> Your task: Tally the lines of the entries below that hold the word "white", and please give only the total.

> Information provided:
>>>

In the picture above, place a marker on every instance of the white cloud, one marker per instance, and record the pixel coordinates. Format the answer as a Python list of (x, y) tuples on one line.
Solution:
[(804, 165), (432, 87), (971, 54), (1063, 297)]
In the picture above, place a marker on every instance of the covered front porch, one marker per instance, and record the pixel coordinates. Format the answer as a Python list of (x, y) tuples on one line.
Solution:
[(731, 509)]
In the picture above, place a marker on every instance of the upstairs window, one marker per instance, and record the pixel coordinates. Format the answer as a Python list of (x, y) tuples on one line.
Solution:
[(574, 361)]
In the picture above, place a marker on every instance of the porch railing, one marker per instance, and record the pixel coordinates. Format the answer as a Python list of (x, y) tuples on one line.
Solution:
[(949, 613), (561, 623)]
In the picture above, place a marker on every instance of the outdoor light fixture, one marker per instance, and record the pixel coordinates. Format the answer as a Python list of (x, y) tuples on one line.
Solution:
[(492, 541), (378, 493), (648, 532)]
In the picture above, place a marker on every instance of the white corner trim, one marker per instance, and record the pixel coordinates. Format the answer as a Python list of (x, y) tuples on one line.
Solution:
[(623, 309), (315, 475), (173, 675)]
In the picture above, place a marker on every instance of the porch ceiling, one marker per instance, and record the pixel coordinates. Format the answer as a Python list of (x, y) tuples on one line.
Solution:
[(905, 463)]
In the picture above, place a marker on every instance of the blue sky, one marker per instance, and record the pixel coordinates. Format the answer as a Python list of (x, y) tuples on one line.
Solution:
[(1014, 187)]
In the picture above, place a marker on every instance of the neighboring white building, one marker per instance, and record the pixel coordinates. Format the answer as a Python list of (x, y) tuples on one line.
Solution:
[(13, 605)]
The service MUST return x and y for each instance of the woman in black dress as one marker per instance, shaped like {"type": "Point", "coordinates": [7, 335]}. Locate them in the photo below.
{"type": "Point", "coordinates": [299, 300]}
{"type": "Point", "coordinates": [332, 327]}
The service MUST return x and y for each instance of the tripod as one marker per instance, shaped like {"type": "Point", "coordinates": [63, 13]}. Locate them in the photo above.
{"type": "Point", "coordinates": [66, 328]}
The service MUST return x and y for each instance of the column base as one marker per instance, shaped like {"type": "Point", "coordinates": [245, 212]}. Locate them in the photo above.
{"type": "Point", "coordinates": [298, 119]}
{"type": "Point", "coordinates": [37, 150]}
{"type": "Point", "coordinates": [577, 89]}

<<<

> Response area: 3